begin

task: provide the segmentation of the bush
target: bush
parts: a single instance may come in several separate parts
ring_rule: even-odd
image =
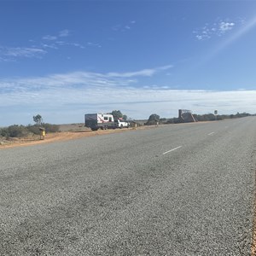
[[[45,129],[46,132],[59,132],[60,125],[51,124],[43,124],[42,127]]]
[[[5,137],[20,137],[26,136],[29,133],[26,126],[18,125],[9,126],[7,128],[7,131],[5,131],[4,132],[5,132]]]

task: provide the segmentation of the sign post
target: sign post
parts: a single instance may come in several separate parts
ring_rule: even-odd
[[[217,120],[218,110],[214,110],[215,120]]]

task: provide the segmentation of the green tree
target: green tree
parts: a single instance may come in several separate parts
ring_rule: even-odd
[[[33,116],[33,120],[37,124],[37,125],[41,125],[43,123],[43,118],[40,114]]]

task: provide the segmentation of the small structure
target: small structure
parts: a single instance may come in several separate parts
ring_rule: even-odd
[[[39,131],[40,131],[40,140],[44,140],[45,129],[43,127],[39,127]]]
[[[195,122],[191,110],[178,109],[178,119],[182,123]]]

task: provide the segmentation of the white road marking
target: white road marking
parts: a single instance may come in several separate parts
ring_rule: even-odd
[[[168,151],[163,153],[163,154],[167,154],[167,153],[170,153],[170,152],[172,152],[172,151],[174,151],[174,150],[176,150],[176,149],[178,149],[178,148],[180,148],[181,147],[182,147],[182,146],[179,146],[179,147],[177,147],[177,148],[172,148],[172,149],[171,149],[171,150],[168,150]]]

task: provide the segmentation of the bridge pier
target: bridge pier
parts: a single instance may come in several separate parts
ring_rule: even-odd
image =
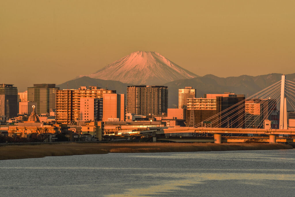
[[[221,143],[221,134],[214,134],[214,143],[216,144]]]
[[[269,135],[269,143],[270,144],[275,144],[276,142],[276,136],[273,135]]]
[[[156,132],[153,132],[152,134],[152,136],[153,136],[153,142],[157,142],[157,137],[156,135]]]

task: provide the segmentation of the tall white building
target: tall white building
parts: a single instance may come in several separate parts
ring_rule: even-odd
[[[186,87],[184,89],[178,89],[178,108],[186,108],[187,99],[196,97],[196,91],[192,87]]]

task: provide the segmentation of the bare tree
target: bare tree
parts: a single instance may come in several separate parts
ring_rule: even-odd
[[[37,138],[41,142],[43,142],[49,137],[48,129],[46,127],[43,128],[37,127]]]

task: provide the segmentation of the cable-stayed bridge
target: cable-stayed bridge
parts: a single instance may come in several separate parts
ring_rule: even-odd
[[[269,118],[276,112],[279,103],[279,119],[276,124],[272,124],[276,121]],[[201,122],[190,125],[192,126],[162,128],[141,132],[152,133],[155,140],[157,134],[163,134],[211,133],[217,143],[221,143],[222,134],[257,134],[269,135],[270,143],[276,143],[276,136],[279,134],[295,135],[294,127],[288,127],[287,104],[295,111],[295,83],[287,80],[283,75],[280,81]],[[252,104],[259,107],[256,111],[251,109],[254,108]]]

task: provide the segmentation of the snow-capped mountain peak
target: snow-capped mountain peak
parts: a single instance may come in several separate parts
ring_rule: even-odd
[[[161,85],[198,75],[155,52],[136,51],[87,76],[135,85]]]

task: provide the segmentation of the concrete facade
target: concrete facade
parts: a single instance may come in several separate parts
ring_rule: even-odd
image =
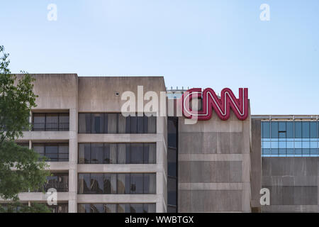
[[[319,157],[263,157],[262,187],[270,205],[262,212],[319,212]]]
[[[179,119],[179,212],[250,212],[250,117]]]
[[[26,131],[17,142],[69,143],[69,162],[48,162],[51,172],[68,172],[69,192],[57,193],[57,204],[68,203],[70,213],[77,211],[79,203],[154,203],[157,212],[167,211],[167,118],[157,117],[157,133],[152,134],[79,134],[79,113],[121,113],[125,101],[121,94],[125,91],[138,94],[138,86],[143,92],[165,92],[161,77],[78,77],[76,74],[33,74],[36,79],[34,92],[38,95],[37,106],[32,113],[69,113],[69,131]],[[19,78],[21,75],[18,75]],[[146,103],[146,101],[145,101]],[[138,110],[138,103],[136,109]],[[160,111],[160,109],[159,110]],[[164,110],[166,111],[166,110]],[[30,117],[32,119],[32,116]],[[78,164],[79,143],[155,143],[157,163],[136,165]],[[156,194],[78,194],[79,173],[156,174]],[[46,202],[41,192],[21,193],[21,202]]]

end

#### Work to do:
Reproduce the part that opens with the line containing "task: provide the segmentation of the sign" and closes with the line containing "[[[195,122],[191,110],[178,109],[178,119],[182,123]]]", swapping "small structure" for "small building" and leaving everything else unchanged.

#### In response:
task: provide the segmentation of the sign post
target: sign post
parts: a single instance may come in several separate parts
ring_rule: even-odd
[[[217,120],[218,110],[214,110],[215,120]]]

task: provide the segmentation of the green tree
target: green tree
parts: a single instance may come in several separate parts
ring_rule: even-odd
[[[33,116],[33,120],[37,124],[37,125],[41,125],[43,123],[43,118],[40,114]]]

task: provide the segmentation of the small building
target: small building
parts: a single instance may come in several separate parts
ring_rule: even-odd
[[[39,131],[40,131],[40,140],[44,140],[45,129],[43,127],[39,127]]]
[[[195,122],[191,110],[178,109],[178,119],[182,123]]]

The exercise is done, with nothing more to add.